With the pictures omitted, write out the entries that follow exactly as they stand.

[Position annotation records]

* BEGIN *

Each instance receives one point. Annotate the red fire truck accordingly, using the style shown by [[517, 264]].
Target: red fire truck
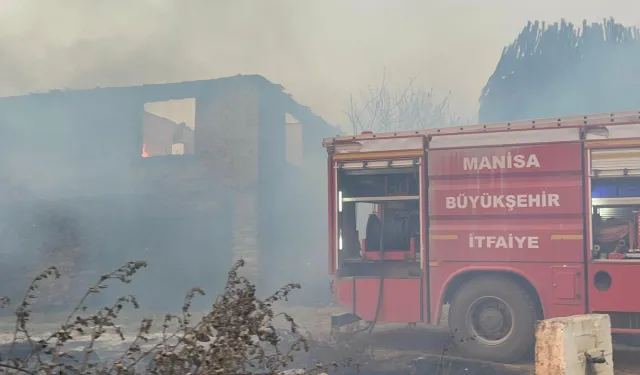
[[506, 223]]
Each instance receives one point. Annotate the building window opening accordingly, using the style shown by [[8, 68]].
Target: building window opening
[[168, 128]]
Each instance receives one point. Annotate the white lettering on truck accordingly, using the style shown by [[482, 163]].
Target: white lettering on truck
[[507, 161], [503, 242], [509, 201]]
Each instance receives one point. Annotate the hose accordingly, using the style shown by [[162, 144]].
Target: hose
[[382, 273], [374, 224]]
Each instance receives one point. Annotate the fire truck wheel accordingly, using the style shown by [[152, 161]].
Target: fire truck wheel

* END *

Response ::
Each instance receives one point. Annotate the red fire truck accordingly, using the style shown by [[517, 264]].
Target: red fire truck
[[506, 223]]
Each instance receives one point. Annotate the building window opening accordingly, using the style shown by [[8, 68]].
Target: building window opening
[[168, 128]]
Each instance receives one point. Annotate the white lettering on truck accordingly, using the style shown by [[482, 163]].
Target: white lettering on truck
[[507, 161], [503, 242], [509, 201]]
Each instance receives one point. Annotate the hose accordingly, using the style shown by [[162, 144]].
Target: hose
[[382, 273], [374, 224]]
Each instance receives one point. Annotate the fire truck wheel accordingly, using the style shown by [[152, 161]].
Target: fire truck wheel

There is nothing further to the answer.